::: Excerto do texto

PR: Acho que podemos dizer que, entretanto, já temos algumas músicas novas e, se calhar, vai haver alguma que é em português.
RS: Às vezes discutimos um bocadinho isto. O que seria, sei lá, do Rui Veloso se ele tivesse nascido do outro lado? Se calhar era muito maior do que aquilo que é. E nós, como somos pessoas que sonham baixinho, utilizamos se calhar o inglês, numa fase inicial, como “queremos chegar a mais pessoas, queremos que toda a gente entenda aquilo que nós estamos a tentar dizer”. Contudo, nós somos portugueses e a nossa língua é a língua portuguesa e temos muito orgulho naquilo que nós somos e fazemos. Encontrámos agora, nesta nova fase, uma nova sonoridade, digamos. Isto também foi discutido há pouco tempo, é um bocado recente. Foi discutido há pouco tempo a questão de nós, até agora, estarmos em construção e agora termos chegado a uma base que somos nós, que soa a nós, finalmente. Claro que temos outras coisas no baú e claro que eventualmente vão sair outras coisas que mostrarão outros facetas nossas, mas julgo que é isto a nossa base. E o facto da própria música ter esse cariz social, ainda dá mais força a essa nossa face.

Indo por aí, pelos sonhos que inevitavelmente toda a gente tem, perguntava se é fácil chegar longe vindos desde cidades que não Lisboa ou o Porto, os habituais grandes centros.
PR:
O circuito em Portugal é pequeno e o caminho é penoso. Existem poucos espaços para tocar, muita malta a tocar e a tocar muito bem. Então temos que ir batalhando e chegando cada vez mais longe. A questão da da pandemia acabou por tirar um bocado a rotina dos concertos nos bares. Os bares demoraram até quererem ter concertos outra vez, porque as pessoas não aderiam. Acho que isto ainda não está a 100% e ainda se está a adaptar ao pós pandemia. Há cada vez mais espaços e acho que também estamos a conseguir mais facilmente, agora, arranjar mais espaços. Mas não é fácil, porque o circuito é pequeno e há muitos sítios que, como não nos conhecem, não querem arriscar.
RS: Depois também temos aquela questão do estado artístico em Portugal que está pela hora da morte, como todos sabemos. Está “pela hora da morte desde 1143, desde o Condado Portucalense que está em crise”. É muito complicado furar, é muito complicado existir e viver disto, sobretudo. A questão de ser um meio pequeno, chega-se a um ponto em que tu já conheces toda a gente, são sempre os mesmos cromos. O que diz muito sobre a forma como as coisas são tratadas, as oportunidades a quem são dadas… e não é por falta de qualidade. Isso acaba por ser frustrante e, na música, acaba por também acontecer isso. É uma luta constante. Uma pessoa quer chegar e dizer “estamos aqui, fazemos isto”, mas muito pouca gente quer ouvir porque têm outras pessoas, têm outras entrevistas para dar, têm outros palcos para dar.

::::::
::: Dados fornecidos

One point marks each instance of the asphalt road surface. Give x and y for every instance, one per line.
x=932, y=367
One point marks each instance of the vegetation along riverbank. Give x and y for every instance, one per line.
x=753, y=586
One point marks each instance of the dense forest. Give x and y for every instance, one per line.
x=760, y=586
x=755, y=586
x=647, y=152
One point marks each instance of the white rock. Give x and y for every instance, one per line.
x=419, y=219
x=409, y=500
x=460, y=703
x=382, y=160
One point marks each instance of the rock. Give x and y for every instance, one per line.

::::::
::: Dados fornecidos

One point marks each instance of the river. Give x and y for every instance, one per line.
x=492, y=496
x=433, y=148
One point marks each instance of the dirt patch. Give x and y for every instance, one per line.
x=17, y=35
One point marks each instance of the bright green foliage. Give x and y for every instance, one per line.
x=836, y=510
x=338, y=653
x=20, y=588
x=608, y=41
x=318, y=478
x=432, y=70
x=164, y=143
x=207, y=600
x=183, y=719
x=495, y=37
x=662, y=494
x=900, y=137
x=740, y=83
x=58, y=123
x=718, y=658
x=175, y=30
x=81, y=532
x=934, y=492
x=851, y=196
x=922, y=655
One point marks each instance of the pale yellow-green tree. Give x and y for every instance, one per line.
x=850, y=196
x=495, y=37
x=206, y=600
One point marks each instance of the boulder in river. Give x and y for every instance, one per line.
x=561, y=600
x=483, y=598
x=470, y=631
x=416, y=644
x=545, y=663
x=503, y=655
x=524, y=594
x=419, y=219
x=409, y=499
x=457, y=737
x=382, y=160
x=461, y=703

::::::

Tarefas a realizar:
a) Traduza para inglês esta frase do excerto: "Existem poucos espaços para tocar, muita malta a tocar e a tocar muito bem."
b) Reproduza tudo o que vai de "Indo por aí, pelos" até "não querem arriscar." no excerto.
Use apenas o excerto como fonte.

Resultados:
a) There are few places to play, lots of people playing, and playing very well.

b)
Indo por aí, pelos sonhos que inevitavelmente toda a gente tem, perguntava se é fácil chegar longe vindos desde cidades que não Lisboa ou o Porto, os habituais grandes centros.
PR:
O circuito em Portugal é pequeno e o caminho é penoso. Existem poucos espaços para tocar, muita malta a tocar e a tocar muito bem. Então temos que ir batalhando e chegando cada vez mais longe. A questão da da pandemia acabou por tirar um bocado a rotina dos concertos nos bares. Os bares demoraram até quererem ter concertos outra vez, porque as pessoas não aderiam. Acho que isto ainda não está a 100% e ainda se está a adaptar ao pós pandemia. Há cada vez mais espaços e acho que também estamos a conseguir mais facilmente, agora, arranjar mais espaços. Mas não é fácil, porque o circuito é pequeno e há muitos sítios que, como não nos conhecem, não querem arriscar.